--- AIM OF THE TASK ---
Starting with the line that contains "My question is: where does the dry" and going on through the last of the rows, write each line out again, requests included. Add 147 to every bounding box coordinate in the answers, but not to the numbers in the requests or their format samples, and leave the pictures out.

══ GIVEN DATA ══

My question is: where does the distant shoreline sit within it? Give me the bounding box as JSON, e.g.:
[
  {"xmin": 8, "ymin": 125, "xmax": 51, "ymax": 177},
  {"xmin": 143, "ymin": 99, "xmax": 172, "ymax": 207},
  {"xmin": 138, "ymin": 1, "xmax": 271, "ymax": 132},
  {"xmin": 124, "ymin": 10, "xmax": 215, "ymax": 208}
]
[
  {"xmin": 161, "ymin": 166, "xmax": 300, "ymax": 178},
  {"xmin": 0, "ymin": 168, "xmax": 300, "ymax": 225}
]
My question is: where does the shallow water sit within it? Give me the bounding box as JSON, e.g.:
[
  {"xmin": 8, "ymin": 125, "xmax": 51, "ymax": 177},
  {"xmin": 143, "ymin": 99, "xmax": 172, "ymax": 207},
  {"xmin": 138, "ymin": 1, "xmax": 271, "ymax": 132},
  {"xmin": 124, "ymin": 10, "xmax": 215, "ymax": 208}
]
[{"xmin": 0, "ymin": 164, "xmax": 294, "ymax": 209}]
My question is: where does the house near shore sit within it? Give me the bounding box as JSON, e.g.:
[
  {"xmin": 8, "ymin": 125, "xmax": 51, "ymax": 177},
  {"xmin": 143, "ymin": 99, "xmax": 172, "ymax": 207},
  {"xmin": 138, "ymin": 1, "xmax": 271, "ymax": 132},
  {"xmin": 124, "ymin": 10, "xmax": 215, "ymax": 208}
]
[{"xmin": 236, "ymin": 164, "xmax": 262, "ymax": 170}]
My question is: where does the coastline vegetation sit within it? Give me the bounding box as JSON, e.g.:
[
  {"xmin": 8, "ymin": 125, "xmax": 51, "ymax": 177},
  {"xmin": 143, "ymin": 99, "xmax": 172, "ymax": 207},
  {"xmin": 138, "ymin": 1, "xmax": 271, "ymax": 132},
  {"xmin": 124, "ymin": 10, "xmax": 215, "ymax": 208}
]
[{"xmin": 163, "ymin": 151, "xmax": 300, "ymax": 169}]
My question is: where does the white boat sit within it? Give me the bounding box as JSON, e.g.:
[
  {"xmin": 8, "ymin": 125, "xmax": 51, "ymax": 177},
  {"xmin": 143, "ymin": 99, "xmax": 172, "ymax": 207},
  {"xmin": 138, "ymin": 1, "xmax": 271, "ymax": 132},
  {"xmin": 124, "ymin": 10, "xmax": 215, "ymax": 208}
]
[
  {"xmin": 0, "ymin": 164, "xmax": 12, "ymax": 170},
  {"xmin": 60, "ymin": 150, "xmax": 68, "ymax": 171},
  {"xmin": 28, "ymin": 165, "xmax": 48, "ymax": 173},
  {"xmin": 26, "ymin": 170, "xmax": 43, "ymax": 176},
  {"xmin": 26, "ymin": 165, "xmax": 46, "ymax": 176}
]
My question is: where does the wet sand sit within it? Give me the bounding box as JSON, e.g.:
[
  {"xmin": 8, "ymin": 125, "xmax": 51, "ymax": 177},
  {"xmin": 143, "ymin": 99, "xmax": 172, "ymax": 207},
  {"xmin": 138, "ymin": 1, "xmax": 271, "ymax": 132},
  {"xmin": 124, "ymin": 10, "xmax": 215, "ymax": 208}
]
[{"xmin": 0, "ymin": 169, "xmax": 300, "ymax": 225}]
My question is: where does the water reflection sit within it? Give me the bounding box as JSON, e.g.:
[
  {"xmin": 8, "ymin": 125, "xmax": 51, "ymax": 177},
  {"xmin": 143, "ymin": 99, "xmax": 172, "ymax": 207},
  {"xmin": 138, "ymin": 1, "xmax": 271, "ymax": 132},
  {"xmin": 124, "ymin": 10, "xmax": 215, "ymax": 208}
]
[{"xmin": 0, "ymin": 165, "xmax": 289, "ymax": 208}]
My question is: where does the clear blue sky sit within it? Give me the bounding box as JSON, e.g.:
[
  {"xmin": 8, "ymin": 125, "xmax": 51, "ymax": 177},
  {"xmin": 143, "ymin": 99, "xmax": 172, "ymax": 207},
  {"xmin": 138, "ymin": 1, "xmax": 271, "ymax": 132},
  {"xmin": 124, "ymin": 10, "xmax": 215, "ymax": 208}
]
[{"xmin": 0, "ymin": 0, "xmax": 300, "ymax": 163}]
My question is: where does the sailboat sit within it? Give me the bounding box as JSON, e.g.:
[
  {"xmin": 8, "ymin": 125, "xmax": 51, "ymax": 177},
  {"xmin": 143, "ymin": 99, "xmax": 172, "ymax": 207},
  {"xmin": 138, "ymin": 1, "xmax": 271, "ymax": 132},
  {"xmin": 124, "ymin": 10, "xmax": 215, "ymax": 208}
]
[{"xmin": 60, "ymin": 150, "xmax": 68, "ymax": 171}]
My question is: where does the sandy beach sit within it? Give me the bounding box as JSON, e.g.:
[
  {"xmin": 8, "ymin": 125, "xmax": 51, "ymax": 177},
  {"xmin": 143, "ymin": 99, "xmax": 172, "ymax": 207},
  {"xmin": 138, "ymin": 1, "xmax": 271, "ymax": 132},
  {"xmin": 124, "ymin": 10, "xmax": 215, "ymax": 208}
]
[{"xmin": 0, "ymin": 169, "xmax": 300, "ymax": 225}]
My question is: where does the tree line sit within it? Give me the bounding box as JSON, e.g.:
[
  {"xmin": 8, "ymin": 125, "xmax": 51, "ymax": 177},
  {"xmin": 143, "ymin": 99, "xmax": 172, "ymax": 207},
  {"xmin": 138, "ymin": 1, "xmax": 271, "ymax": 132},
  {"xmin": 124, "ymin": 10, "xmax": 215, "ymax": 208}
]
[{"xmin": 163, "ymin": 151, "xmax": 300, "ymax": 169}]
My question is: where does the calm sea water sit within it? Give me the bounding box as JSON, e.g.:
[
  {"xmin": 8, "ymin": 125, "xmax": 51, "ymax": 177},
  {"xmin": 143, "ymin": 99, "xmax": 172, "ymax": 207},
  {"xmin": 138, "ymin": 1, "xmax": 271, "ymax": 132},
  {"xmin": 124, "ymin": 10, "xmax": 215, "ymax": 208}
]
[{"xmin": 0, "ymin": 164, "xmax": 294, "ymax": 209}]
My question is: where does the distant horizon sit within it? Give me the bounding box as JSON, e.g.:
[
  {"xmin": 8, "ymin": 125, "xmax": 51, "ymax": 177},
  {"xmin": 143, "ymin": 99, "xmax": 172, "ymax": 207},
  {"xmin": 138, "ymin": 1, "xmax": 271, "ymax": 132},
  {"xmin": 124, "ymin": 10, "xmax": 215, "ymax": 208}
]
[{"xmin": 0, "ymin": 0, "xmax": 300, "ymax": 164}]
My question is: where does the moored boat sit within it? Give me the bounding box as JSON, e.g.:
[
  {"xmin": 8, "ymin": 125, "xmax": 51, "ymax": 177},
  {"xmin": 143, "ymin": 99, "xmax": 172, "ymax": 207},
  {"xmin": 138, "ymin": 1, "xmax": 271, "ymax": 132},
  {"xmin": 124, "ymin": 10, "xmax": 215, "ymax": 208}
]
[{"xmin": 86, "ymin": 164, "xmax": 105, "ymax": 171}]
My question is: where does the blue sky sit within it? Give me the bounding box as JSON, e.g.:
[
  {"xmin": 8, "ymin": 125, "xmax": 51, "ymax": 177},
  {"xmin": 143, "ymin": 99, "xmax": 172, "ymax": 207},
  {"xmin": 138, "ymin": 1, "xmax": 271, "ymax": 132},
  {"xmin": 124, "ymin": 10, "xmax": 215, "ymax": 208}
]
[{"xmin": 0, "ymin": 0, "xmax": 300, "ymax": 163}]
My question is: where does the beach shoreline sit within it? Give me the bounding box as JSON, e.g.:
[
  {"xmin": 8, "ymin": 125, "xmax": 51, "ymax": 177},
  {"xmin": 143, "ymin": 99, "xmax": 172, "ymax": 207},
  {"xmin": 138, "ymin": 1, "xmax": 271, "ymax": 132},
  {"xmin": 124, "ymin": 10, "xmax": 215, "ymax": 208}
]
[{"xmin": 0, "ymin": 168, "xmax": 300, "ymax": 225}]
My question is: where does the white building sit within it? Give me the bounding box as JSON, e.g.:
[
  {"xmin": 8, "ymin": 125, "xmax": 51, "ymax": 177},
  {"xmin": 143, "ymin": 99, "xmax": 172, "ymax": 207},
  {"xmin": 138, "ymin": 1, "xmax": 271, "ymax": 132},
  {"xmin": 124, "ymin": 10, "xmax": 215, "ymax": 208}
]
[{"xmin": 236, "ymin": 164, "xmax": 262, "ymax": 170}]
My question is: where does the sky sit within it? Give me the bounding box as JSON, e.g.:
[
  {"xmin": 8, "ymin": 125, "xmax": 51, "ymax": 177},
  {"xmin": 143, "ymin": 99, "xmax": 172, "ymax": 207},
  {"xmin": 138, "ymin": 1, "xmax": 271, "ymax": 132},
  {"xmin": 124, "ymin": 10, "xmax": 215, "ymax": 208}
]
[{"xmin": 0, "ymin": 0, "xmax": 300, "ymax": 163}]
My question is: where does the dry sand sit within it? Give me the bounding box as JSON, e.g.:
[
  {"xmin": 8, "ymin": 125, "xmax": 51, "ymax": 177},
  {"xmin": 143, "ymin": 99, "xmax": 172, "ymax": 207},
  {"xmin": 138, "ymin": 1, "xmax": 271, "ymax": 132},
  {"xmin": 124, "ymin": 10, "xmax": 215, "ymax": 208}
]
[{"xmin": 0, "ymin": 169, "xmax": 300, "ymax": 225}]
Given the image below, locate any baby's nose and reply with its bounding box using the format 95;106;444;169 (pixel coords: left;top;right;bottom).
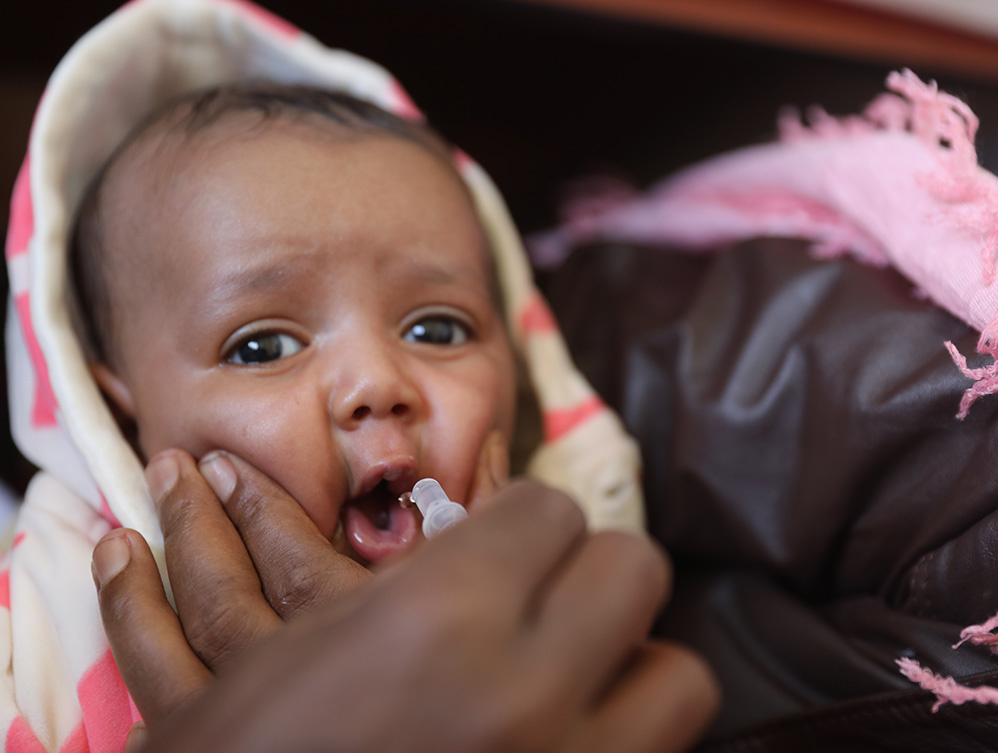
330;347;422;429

═══

--- FULL RESPONSE ---
My question is: where does the dry sand sit within it? Give me the bounding box as JSON, e.g.:
[
  {"xmin": 8, "ymin": 125, "xmax": 51, "ymax": 177},
  {"xmin": 143, "ymin": 99, "xmax": 172, "ymax": 207},
  {"xmin": 138, "ymin": 1, "xmax": 271, "ymax": 132},
  {"xmin": 124, "ymin": 10, "xmax": 215, "ymax": 208}
]
[{"xmin": 147, "ymin": 316, "xmax": 447, "ymax": 372}]
Given the image below, locate any baby's nose and reply with its bounding box using the format 95;106;444;169 (pixel coords: left;top;right;bottom).
477;494;569;576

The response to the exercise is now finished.